Exercise text:
::::::::::
A research team at the University of Illinois at Urbana-Champaign created an AI that can predict an enzyme’s function from its amino acid sequence. Pictured, from left: Tianhao Yu, Haiyang (Ocean) Cui, Huimin Zhao and Guangde Jiang. Photo by Fred Zwicky, courtesy of Liz Ahlberg Touchstone

An AI developed by a team from the University of Illinois at Urbana-Champaign outperforms other tools at predicting how enzymes can accelerate chemical reactions. 

Acting as a catalyst in living cells, enzymes are specialized to make a particular chemical reaction occur more quickly, according to the National Human Genome Research Institute

Researchers from the Zhao Group, a team of scientists led by professor Huimin Zhao, published a deep-learning algorithm that can predict an enzyme’s functions based on its amino acid sequences.

The tool, dubbed CLEAN, is available online.

“There are many (enzyme) applications,” Zhao said. “That’s why researchers are very interested in identifying enzymes with the proper functions.”

The applications of CLEAN extend into many industries, he said. Enzymes have been used in food processing, medicine and the treatment of leather, according to Sepmag.

The tool predicts whether an enzyme can function above room temperature, which would remove the need for its refrigeration, Zhao said.

As the algorithm develops, he said his team can continue enhancing its knowledge base with new datasets. 

“Those proteins have never been seen by the machine-learning model, and yet, we can predict the function,” Zhao said. 

In the future, Zhao said he wants to expand this algorithm beyond enzymes and into other proteins.

“I’m very excited for this work,” he said. “I know this is just the beginning.”

Tianhao Yu, a graduate student at the University of Illinois, worked with Zhao and other researchers to create CLEAN.

In the process, Yu said the team had to watch for bias in the data they fed the algorithm.

“If there is a pre-existing bias to the training data that we are not aware of, then the prediction would also be biased,” Yu said.

The enzymes that scientists use in chemistry are well-studied, while unused enzymes have less data, Yu said. 

If the team did not account for the imbalance of data, he said the algorithm would predict common enzymes more often.

To combat this, Yu said the team trained the algorithm on contrastive learning. Rather than comparing the data randomly, the enzymes would be grouped by function. These groups would then be compared against each other.

The database will continue being updated with new data until people lose interest in CLEAN or a new tool comes around to analyze enzyme functions, he said.

“If someone actually develops something, some new enzymes, new functions based on our tools, that would be very exciting,” Yu said.
::::::::::
Records provided:
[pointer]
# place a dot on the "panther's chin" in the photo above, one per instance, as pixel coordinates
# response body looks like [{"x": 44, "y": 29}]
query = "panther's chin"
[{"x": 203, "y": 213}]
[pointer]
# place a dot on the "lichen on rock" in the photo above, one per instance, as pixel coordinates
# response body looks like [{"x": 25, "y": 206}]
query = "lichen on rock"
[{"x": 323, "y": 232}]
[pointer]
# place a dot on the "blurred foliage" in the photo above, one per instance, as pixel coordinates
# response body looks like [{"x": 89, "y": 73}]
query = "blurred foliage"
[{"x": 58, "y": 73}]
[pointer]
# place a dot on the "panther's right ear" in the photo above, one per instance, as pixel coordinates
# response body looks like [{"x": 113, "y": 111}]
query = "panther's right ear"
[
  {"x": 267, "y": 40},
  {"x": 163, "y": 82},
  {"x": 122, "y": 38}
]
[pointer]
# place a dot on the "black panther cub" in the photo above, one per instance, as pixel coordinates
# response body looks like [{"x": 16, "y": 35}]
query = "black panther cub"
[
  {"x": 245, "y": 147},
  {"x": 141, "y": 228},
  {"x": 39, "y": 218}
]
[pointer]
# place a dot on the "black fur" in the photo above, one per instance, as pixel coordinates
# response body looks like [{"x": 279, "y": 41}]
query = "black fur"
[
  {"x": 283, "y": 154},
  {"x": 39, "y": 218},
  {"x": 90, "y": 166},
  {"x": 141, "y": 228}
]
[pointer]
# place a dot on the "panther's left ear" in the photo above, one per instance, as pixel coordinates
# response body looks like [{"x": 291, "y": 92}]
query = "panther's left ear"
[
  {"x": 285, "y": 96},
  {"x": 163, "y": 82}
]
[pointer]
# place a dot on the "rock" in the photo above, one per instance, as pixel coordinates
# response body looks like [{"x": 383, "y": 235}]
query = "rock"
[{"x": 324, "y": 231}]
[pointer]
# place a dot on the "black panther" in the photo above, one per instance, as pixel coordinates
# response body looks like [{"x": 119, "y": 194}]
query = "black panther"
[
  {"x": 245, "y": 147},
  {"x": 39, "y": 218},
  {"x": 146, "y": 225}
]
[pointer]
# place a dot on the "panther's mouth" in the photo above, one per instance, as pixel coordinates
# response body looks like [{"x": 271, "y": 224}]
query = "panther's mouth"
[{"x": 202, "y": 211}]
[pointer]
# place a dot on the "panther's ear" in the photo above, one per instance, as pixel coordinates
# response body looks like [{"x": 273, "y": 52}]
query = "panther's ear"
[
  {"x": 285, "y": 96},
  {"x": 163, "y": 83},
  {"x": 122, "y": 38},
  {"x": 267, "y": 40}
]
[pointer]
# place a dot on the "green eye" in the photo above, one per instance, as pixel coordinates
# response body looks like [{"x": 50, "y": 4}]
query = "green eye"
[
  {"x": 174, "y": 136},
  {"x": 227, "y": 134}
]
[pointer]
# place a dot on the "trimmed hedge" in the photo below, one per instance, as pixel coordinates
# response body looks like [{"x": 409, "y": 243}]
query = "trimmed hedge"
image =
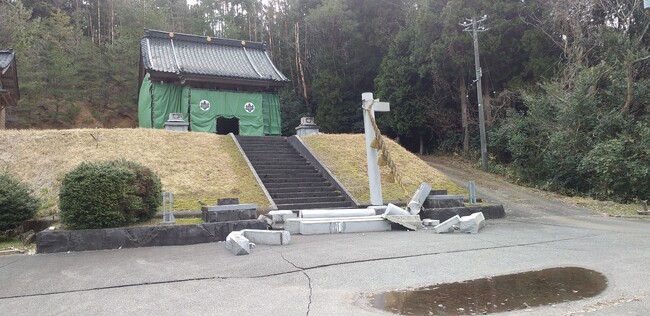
::::::::::
Could you edit the enzyme AI article from the part starting at "The applications of" and ending at "to create CLEAN.", replacing "algorithm" with "program" each time it appears?

Result for this exercise:
The applications of CLEAN extend into many industries, he said. Enzymes have been used in food processing, medicine and the treatment of leather, according to Sepmag.

The tool predicts whether an enzyme can function above room temperature, which would remove the need for its refrigeration, Zhao said.

As the program develops, he said his team can continue enhancing its knowledge base with new datasets. 

“Those proteins have never been seen by the machine-learning model, and yet, we can predict the function,” Zhao said. 

In the future, Zhao said he wants to expand this program beyond enzymes and into other proteins.

“I’m very excited for this work,” he said. “I know this is just the beginning.”

Tianhao Yu, a graduate student at the University of Illinois, worked with Zhao and other researchers to create CLEAN.